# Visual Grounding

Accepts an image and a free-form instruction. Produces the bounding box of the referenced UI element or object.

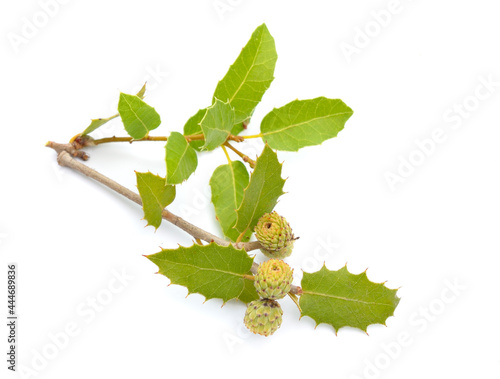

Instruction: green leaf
[184,108,245,151]
[165,132,198,184]
[184,108,207,151]
[147,243,253,303]
[81,83,146,136]
[118,93,161,139]
[260,97,353,151]
[299,266,399,333]
[210,161,251,241]
[214,24,278,124]
[135,172,175,229]
[235,145,285,233]
[200,99,234,150]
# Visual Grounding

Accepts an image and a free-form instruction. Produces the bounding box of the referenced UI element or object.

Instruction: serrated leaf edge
[299,262,401,336]
[143,242,255,308]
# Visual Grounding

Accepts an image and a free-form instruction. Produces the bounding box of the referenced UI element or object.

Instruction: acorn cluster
[244,212,295,337]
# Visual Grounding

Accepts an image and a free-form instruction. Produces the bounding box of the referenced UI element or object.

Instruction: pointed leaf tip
[299,266,399,332]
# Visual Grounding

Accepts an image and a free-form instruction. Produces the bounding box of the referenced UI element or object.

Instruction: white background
[0,0,500,379]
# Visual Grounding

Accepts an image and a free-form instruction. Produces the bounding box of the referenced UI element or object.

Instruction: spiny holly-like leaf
[214,24,278,123]
[260,97,353,151]
[147,243,253,303]
[81,83,146,136]
[235,145,285,233]
[135,172,175,229]
[299,266,399,333]
[210,161,251,241]
[165,132,198,184]
[118,93,161,139]
[200,99,234,150]
[184,108,207,151]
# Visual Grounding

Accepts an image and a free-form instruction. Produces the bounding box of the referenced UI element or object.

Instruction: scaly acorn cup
[255,211,296,259]
[253,259,293,300]
[244,299,283,337]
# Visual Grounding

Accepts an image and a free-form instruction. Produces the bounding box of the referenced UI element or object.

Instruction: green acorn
[244,299,283,337]
[255,212,296,259]
[253,259,293,300]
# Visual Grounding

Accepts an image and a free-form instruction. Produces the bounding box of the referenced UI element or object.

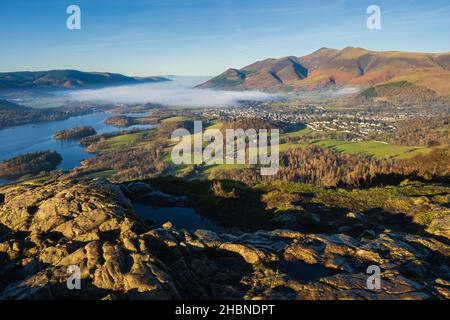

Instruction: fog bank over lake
[67,77,281,108]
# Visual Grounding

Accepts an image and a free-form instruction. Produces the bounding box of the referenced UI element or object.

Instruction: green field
[311,140,431,159]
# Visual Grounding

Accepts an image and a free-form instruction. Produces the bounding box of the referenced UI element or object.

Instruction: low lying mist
[67,77,281,108]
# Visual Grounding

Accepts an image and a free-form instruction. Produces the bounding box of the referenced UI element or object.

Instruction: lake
[0,112,152,185]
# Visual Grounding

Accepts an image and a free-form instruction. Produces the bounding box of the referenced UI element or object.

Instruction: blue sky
[0,0,450,75]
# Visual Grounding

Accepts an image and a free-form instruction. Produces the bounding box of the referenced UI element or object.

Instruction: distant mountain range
[0,70,170,89]
[198,47,450,95]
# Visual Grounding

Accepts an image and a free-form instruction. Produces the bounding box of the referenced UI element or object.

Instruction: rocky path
[0,180,450,299]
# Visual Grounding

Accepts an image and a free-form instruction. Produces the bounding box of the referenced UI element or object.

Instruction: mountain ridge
[198,47,450,95]
[0,69,170,89]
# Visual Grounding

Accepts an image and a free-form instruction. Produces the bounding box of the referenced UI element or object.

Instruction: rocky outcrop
[0,180,450,299]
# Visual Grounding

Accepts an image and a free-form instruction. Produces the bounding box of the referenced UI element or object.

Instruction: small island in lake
[0,151,62,179]
[105,115,157,128]
[53,126,97,140]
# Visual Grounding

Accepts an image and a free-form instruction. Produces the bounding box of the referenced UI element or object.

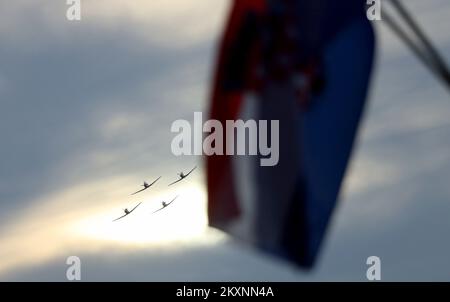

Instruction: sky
[0,0,450,281]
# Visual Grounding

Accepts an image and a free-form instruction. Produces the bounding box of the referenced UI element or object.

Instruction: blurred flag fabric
[206,0,375,267]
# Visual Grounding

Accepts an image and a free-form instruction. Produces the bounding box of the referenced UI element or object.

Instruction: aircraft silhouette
[131,176,161,195]
[113,202,142,222]
[152,195,178,214]
[169,166,197,186]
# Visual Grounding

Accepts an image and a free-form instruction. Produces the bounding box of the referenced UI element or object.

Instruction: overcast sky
[0,0,450,281]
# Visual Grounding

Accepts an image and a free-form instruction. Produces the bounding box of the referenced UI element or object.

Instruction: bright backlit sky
[0,0,450,281]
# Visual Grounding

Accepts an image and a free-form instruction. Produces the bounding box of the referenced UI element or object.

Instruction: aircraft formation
[113,166,197,222]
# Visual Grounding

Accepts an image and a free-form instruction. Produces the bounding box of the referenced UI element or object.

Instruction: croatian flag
[206,0,374,267]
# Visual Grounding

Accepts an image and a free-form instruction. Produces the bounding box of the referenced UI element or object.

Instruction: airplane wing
[152,206,167,214]
[168,178,183,186]
[147,176,161,188]
[113,214,128,222]
[184,166,197,177]
[131,187,149,195]
[128,202,142,214]
[152,195,178,214]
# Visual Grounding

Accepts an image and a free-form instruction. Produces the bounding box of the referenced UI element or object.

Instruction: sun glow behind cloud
[0,177,209,276]
[71,185,207,244]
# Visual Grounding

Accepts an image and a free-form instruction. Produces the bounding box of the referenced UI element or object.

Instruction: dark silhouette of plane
[131,176,161,195]
[152,195,178,214]
[169,166,197,186]
[113,202,142,222]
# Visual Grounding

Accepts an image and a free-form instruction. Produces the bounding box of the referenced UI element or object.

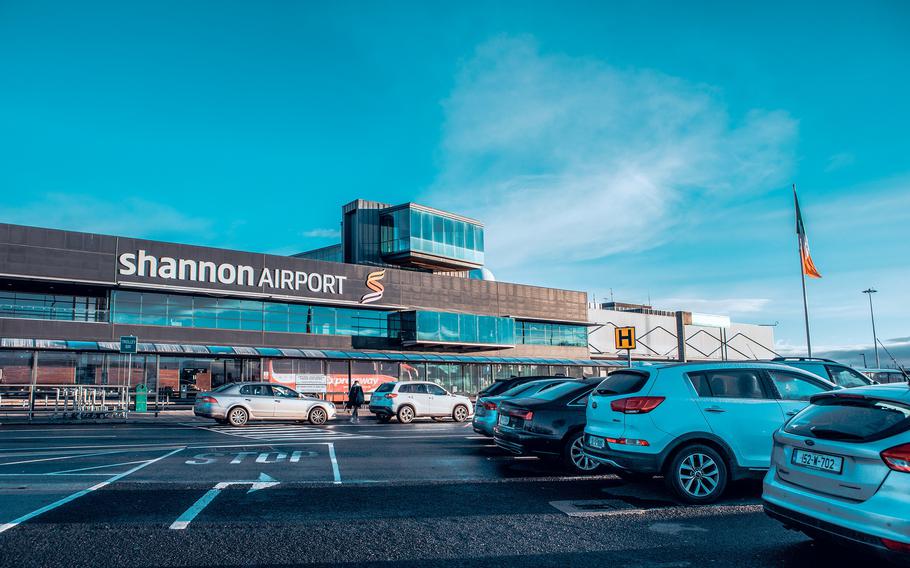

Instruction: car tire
[562,432,600,475]
[228,406,250,426]
[398,406,416,424]
[307,406,329,426]
[664,444,729,504]
[452,404,471,422]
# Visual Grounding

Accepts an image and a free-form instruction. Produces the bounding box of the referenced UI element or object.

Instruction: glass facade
[515,321,588,347]
[0,349,608,414]
[0,291,107,322]
[111,290,388,337]
[380,207,484,265]
[390,311,515,345]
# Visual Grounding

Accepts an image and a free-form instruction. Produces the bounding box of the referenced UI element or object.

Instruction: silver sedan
[193,383,336,426]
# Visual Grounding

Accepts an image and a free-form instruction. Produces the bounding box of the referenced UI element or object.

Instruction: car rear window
[785,397,910,442]
[532,381,590,400]
[478,381,513,396]
[594,371,648,396]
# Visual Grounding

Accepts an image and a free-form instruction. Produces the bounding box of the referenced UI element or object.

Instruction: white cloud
[654,298,771,315]
[825,152,856,172]
[301,229,341,239]
[427,37,796,268]
[2,193,216,244]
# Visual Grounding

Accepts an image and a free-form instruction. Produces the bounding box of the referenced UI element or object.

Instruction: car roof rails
[771,357,837,363]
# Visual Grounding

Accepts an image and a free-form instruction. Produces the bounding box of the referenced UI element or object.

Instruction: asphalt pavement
[0,418,896,568]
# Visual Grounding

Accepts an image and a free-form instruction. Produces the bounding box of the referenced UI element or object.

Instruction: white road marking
[0,450,137,467]
[3,436,117,442]
[0,447,183,533]
[170,473,279,530]
[328,442,341,485]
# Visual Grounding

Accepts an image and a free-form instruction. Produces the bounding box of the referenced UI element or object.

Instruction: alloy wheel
[228,408,247,426]
[310,408,327,424]
[676,453,720,497]
[569,436,600,471]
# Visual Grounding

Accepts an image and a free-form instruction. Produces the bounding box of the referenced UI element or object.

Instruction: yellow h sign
[616,327,635,350]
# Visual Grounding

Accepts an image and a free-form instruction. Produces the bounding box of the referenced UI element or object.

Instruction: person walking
[348,381,365,424]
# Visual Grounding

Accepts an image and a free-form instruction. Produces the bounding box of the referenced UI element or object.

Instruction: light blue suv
[583,363,838,503]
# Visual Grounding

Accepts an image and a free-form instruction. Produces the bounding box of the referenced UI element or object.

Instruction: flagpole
[793,183,812,358]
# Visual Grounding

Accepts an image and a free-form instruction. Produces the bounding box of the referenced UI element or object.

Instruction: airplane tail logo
[360,269,385,304]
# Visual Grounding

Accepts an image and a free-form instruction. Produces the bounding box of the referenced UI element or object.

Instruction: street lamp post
[863,288,882,369]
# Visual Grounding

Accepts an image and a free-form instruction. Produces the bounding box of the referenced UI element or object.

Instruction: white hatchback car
[370,381,472,424]
[583,363,838,503]
[762,384,910,564]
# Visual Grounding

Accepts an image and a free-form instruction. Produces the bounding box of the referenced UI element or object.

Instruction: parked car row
[583,363,910,559]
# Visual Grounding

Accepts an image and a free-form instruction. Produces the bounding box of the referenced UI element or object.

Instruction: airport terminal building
[0,200,618,404]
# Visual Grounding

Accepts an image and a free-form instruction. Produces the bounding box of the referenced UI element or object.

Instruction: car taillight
[610,396,665,414]
[882,538,910,553]
[881,444,910,473]
[509,410,534,421]
[604,438,651,446]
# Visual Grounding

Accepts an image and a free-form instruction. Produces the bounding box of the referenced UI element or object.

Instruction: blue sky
[0,0,910,360]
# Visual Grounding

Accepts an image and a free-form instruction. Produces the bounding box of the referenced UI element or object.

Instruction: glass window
[0,350,33,385]
[785,398,910,442]
[597,371,649,396]
[263,303,288,333]
[705,369,767,399]
[426,385,448,396]
[825,365,870,389]
[240,385,272,396]
[534,381,592,400]
[768,371,831,400]
[689,373,711,396]
[272,385,298,398]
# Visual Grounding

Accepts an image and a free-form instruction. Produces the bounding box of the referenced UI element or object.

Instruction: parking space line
[327,442,341,485]
[0,450,137,467]
[3,436,117,442]
[0,447,184,533]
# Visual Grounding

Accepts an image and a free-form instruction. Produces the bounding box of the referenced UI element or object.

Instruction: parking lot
[0,412,888,566]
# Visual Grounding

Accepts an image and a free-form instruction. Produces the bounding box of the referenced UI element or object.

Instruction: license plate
[792,450,844,473]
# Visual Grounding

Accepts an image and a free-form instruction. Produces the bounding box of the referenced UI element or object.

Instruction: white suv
[583,363,838,503]
[370,381,472,424]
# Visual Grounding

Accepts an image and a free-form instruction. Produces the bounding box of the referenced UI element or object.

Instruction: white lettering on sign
[117,249,347,295]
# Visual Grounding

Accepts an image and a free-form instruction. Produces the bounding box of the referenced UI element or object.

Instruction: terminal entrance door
[212,359,262,388]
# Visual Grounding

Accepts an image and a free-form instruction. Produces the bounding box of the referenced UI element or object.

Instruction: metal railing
[0,385,130,420]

________

JOB. List every line of the entries above that contains the word "lake", matching case exactly.

REPLY.
Instruction: fog bank over lake
Instruction: lake
Instruction: small island in lake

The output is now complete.